EXERCISE DETAILS:
Report every line of the records below that includes the string "only".

AVAILABLE DATA:
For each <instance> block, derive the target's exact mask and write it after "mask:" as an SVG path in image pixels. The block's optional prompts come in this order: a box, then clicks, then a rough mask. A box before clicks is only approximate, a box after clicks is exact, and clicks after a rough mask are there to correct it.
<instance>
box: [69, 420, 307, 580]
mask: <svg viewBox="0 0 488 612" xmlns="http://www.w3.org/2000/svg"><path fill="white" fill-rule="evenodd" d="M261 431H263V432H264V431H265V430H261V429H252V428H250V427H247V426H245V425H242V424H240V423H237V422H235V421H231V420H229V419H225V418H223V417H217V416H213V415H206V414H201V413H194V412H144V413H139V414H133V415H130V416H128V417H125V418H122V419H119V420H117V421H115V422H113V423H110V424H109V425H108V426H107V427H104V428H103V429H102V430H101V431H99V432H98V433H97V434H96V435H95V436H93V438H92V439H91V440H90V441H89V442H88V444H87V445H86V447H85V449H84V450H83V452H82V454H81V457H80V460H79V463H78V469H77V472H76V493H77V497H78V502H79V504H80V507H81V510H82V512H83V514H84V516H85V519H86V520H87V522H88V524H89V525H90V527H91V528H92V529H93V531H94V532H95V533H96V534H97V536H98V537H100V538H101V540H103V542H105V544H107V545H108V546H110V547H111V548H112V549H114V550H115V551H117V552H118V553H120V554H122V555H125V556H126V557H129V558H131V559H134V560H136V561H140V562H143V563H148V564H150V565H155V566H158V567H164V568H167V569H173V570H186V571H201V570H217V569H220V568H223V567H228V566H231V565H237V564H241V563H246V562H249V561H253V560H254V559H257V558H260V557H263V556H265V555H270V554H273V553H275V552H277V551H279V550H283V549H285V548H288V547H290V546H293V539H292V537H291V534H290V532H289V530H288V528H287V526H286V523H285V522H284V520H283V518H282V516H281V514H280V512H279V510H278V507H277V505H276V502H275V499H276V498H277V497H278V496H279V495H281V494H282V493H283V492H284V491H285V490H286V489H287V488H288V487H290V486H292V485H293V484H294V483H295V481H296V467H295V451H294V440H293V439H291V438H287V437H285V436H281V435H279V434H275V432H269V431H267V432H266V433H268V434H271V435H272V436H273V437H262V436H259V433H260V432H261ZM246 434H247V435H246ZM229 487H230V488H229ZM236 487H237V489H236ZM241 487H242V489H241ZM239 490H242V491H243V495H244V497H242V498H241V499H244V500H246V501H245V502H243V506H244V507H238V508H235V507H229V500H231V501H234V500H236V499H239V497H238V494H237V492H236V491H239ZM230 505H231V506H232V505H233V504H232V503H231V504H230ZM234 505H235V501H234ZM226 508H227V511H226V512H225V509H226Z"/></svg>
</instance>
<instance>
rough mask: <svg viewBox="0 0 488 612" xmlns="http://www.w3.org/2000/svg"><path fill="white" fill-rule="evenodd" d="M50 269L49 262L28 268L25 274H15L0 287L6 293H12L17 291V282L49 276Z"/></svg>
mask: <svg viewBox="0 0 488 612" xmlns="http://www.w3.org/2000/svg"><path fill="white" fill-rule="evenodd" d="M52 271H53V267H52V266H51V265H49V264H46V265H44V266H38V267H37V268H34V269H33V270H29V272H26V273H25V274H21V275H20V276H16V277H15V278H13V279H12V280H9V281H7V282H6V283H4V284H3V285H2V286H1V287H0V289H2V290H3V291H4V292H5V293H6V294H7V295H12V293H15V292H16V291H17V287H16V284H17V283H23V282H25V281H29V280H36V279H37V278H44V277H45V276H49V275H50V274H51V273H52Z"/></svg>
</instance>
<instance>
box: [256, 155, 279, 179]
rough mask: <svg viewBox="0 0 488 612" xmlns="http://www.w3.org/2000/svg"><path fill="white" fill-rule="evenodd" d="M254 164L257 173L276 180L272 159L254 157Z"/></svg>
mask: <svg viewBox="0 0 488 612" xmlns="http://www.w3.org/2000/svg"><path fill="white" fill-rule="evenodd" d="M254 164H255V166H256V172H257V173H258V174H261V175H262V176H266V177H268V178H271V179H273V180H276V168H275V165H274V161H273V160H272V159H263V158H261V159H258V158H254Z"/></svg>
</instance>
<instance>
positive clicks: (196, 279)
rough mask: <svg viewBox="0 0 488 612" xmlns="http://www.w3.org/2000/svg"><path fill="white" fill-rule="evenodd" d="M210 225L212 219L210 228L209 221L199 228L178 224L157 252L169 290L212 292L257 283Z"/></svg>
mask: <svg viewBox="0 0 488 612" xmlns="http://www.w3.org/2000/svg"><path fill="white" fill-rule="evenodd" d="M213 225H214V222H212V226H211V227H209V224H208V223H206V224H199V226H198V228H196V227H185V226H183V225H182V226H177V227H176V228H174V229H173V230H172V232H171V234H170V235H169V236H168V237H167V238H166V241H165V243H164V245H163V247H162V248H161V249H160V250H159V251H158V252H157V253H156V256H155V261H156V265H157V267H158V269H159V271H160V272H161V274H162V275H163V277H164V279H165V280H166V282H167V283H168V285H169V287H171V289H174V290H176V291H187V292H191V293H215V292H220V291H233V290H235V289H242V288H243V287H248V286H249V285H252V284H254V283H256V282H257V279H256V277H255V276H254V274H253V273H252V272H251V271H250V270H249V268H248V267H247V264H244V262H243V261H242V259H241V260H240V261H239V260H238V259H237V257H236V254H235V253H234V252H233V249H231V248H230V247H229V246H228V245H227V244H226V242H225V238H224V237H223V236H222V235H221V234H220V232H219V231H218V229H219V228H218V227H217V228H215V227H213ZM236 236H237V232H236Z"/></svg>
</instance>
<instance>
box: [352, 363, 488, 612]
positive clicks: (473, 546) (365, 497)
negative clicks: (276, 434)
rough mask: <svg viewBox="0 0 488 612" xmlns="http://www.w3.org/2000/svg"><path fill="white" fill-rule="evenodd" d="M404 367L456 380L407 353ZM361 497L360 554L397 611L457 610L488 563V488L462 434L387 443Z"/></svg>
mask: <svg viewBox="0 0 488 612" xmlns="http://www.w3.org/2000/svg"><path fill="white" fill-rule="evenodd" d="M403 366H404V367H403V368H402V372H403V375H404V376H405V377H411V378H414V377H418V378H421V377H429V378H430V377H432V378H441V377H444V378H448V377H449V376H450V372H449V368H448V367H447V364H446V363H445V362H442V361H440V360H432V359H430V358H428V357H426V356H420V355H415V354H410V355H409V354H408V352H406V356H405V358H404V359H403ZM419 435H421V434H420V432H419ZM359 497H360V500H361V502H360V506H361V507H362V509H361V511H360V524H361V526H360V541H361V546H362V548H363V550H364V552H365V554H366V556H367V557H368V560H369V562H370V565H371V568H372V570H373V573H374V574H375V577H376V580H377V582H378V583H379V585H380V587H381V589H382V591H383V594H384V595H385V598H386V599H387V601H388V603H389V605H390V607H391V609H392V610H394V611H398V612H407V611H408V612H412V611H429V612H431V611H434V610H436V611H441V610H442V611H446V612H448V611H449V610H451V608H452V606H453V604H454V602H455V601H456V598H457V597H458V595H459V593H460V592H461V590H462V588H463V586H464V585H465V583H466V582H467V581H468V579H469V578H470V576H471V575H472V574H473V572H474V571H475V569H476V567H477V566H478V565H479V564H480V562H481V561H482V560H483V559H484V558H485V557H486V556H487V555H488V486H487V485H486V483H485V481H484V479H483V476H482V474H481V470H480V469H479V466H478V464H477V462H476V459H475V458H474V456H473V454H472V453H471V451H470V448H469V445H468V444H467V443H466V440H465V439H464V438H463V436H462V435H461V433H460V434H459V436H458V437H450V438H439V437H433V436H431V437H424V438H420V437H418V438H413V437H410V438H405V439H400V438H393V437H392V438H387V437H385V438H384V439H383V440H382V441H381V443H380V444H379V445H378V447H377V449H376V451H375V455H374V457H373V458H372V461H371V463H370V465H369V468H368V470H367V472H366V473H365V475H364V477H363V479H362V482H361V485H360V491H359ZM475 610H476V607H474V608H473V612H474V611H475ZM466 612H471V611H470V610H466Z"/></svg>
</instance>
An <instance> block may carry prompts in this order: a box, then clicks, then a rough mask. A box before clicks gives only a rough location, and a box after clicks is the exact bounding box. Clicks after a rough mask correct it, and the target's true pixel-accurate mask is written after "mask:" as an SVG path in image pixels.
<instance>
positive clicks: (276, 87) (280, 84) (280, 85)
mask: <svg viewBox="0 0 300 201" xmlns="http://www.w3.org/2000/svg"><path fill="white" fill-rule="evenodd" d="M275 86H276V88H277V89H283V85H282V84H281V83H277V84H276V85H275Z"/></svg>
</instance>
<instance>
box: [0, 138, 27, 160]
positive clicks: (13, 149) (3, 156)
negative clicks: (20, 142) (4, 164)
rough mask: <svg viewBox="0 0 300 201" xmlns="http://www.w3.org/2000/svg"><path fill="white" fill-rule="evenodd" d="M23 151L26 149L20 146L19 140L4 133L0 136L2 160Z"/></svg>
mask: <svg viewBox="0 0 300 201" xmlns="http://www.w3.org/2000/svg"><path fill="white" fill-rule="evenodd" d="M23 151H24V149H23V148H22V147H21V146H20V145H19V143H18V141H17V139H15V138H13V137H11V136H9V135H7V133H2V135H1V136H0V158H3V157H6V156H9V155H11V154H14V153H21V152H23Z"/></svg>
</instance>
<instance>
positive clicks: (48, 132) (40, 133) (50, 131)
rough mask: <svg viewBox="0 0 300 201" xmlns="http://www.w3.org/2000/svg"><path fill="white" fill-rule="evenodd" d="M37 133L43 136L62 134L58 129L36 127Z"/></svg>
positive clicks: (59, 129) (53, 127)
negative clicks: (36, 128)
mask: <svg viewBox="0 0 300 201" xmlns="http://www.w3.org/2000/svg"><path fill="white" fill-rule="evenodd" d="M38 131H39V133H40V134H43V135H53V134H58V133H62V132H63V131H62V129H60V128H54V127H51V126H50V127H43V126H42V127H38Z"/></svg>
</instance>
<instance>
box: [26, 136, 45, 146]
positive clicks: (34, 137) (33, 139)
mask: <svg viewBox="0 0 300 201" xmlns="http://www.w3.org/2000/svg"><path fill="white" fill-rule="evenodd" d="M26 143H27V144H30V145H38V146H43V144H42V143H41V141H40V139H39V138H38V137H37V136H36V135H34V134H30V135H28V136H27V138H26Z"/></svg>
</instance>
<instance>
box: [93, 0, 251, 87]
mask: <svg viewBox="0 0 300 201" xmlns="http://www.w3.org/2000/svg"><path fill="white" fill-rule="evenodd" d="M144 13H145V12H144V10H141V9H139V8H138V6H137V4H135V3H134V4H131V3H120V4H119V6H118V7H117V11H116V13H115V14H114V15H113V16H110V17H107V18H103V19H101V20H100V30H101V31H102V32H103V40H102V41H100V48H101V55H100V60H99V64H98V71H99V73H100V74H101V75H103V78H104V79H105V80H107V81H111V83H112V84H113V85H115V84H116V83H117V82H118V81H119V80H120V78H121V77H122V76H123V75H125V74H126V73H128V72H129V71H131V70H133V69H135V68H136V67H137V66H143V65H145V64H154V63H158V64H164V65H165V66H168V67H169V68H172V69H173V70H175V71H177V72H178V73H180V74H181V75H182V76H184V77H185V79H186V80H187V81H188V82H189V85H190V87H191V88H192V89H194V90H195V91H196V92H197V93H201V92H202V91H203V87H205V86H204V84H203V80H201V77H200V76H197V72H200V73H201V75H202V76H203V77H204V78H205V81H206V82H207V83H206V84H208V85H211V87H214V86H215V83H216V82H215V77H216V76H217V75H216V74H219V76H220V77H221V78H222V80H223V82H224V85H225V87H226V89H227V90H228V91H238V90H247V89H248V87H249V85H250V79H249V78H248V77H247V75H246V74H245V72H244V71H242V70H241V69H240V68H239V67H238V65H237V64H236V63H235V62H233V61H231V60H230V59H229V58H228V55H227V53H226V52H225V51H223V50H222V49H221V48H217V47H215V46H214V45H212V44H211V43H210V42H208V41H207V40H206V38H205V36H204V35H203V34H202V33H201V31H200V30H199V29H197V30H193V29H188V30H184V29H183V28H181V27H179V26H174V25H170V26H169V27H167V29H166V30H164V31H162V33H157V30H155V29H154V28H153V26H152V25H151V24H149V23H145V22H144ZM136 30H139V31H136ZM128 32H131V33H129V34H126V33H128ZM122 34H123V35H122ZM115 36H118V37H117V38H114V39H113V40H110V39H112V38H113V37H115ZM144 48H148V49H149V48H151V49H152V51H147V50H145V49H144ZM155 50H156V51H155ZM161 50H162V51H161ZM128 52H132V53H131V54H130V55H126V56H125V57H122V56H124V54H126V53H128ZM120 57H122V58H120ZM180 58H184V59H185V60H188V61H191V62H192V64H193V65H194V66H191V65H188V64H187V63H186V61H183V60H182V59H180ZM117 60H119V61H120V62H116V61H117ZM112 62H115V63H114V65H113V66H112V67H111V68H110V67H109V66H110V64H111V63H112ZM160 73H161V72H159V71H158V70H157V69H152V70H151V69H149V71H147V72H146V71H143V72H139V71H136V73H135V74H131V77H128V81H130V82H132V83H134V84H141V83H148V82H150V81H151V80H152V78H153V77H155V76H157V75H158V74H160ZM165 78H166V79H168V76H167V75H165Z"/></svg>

RESULT OF THE EXERCISE:
For each <instance> block, derive the target's exact mask and write it after "mask:" as an SVG path in image pixels. The block's optional prompts come in this order: a box, then clicks, then a rough mask. A box before clicks is only approximate, a box after clicks is exact, and clicks after a rough mask are there to correct it.
An <instance> block may carry prompts in this order: a box, then clicks, then a rough mask. A box before clicks gives only a rough location, and a box after clicks is the exact bounding box. Clicks after a rough mask correct it, and the target's true pixel-accurate mask is written after "mask:" as an SVG path in image pixels.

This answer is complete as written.